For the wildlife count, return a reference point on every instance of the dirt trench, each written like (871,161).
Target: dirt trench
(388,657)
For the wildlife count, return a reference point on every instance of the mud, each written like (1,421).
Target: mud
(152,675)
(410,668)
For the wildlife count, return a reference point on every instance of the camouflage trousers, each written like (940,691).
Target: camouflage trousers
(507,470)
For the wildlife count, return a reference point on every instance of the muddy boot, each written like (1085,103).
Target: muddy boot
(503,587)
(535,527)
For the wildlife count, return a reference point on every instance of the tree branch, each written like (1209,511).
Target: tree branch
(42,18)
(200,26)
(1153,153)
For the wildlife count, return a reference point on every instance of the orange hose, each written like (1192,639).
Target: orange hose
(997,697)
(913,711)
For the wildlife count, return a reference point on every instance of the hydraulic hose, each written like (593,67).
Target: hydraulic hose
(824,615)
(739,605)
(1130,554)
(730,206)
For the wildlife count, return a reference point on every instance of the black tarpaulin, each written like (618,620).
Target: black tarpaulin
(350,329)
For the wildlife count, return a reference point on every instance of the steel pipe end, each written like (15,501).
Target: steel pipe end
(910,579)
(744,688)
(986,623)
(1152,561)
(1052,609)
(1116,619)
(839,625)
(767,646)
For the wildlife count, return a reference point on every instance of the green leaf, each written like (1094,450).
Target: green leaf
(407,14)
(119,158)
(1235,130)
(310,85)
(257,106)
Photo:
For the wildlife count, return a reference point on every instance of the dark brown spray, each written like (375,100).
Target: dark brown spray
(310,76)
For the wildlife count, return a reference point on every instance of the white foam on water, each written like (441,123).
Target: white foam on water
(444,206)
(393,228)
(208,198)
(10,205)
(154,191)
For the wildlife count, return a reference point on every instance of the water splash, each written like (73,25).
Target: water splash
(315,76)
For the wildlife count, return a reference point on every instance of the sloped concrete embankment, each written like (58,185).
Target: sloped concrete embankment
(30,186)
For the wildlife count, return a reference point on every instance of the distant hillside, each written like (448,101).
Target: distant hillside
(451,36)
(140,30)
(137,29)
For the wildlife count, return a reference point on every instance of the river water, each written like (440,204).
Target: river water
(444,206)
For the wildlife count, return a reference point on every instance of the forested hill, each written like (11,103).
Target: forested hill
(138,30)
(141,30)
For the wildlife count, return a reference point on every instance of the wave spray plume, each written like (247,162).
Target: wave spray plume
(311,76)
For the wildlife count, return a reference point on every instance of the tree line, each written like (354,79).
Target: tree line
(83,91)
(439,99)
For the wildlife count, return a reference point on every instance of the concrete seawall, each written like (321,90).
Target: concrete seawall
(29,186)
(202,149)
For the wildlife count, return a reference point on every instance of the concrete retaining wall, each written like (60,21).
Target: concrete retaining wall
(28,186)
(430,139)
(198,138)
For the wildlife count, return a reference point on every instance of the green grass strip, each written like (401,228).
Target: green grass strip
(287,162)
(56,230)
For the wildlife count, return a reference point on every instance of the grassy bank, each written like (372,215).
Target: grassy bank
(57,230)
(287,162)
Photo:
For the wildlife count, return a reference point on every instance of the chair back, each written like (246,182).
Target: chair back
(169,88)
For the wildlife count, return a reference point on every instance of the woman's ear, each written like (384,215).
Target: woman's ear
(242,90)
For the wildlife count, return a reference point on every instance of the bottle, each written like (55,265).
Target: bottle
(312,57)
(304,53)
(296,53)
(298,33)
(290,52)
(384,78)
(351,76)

###

What is expected: From the records above, extract every entry verbatim.

Answer section:
For the wildlife count, return a reference point on every instance of the dirt trench, each written like (871,161).
Target: dirt trench
(388,657)
For the wildlife count, return a reference point on every instance of the mud, each written like (1,421).
Target: mud
(152,675)
(410,668)
For the wildlife count, return a reference point on every instance of the camouflage trousers, each written like (940,691).
Target: camouflage trousers
(507,470)
For the wildlife count, return a reference point on every instance of the muddy boot, each written like (1085,103).
Target: muddy boot
(503,587)
(535,527)
For the wildlife count, return a reference point on every instance of the tree branch, each written like (1209,511).
Target: tree branch
(42,18)
(200,26)
(1153,153)
For the wildlife count, return a reference point on every instance of the orange hose, each written like (1192,639).
Target: orange hose
(997,697)
(913,711)
For the wildlife count, return a reference point on every instance of the hydraulic hose, each written like (593,67).
Target: hydraulic hose
(824,615)
(739,605)
(1130,554)
(730,206)
For the wildlife count, return a reference point on every instance of the black tarpaulin, each written like (618,620).
Target: black tarpaulin
(350,329)
For the wildlife count, return a reference point on every instance of the steel pipe end, each written like (15,501).
Target: steel pipe end
(910,579)
(744,688)
(986,623)
(1152,561)
(1052,609)
(1116,619)
(839,625)
(767,646)
For the wildlife count, return a reference point on every instance of the green leaf, each written like (1094,450).
Target: green leaf
(407,14)
(119,158)
(1235,130)
(310,85)
(257,106)
Photo:
For the wildlife count, return a reference point on every instance of the dark brown spray, each written like (375,100).
Target: dark brown spray
(310,76)
For the wildlife count, return a reference point on every instance of the white foam on water, each written like (441,123).
Target: white foam on water
(444,206)
(393,228)
(208,198)
(10,205)
(154,191)
For the wildlife count, return a reference point on every instance of the water splash, each written like (73,25).
Target: water splash
(315,76)
For the wildlife count, return a reference point on every instance of the sloped concrete embankment, each written like (58,185).
Target: sloped concrete embankment
(30,186)
For the wildlife count, return a reference point on every instance of the distant hillside, each written like (448,101).
Target: distant hillside
(451,36)
(140,30)
(137,29)
For the wildlife count, return a reference point on every instance of the river water, each written like (440,204).
Target: river water
(444,206)
For the wildlife count, return a reference point on every instance of the forested hill, each written like (11,103).
Target: forested hill
(138,30)
(141,30)
For the wildlife count, return a reference point on every instance of the wave spray plume, each written like (247,162).
Target: wave spray plume
(311,76)
For the wildlife count, return a reference point on every instance of the tree line, each written like (354,79).
Target: tree line
(83,91)
(439,99)
For the wildlife count, return a reference point on every instance of the concrete seawall, each written like (321,90).
Target: concrete seawall
(29,186)
(202,149)
For the wildlife count, return a reference point on every instance of the concrete retaining wall, each written like (60,21).
Target: concrete retaining wall
(28,186)
(430,139)
(198,138)
For the wildlife count, return a reference point on every instance of the green grass strip, each written like (401,228).
Target: green grass strip
(287,162)
(56,230)
For the wildlife count, return a reference point on every instance of the grassy bank, each written like (372,215).
Target: grassy bank
(57,230)
(287,162)
Photo:
For the wildlife count, return a reference point on every instance of the chair back, each written like (246,182).
Target: chair back
(169,88)
For the wildlife count, return a reference point on every instance of the woman's ear, each written like (384,215).
Target: woman's ear
(242,90)
For the wildlife count, return a reference point on every instance of the bottle, each written like (55,265).
Target: bottle
(312,57)
(304,53)
(296,53)
(298,33)
(290,52)
(384,78)
(351,76)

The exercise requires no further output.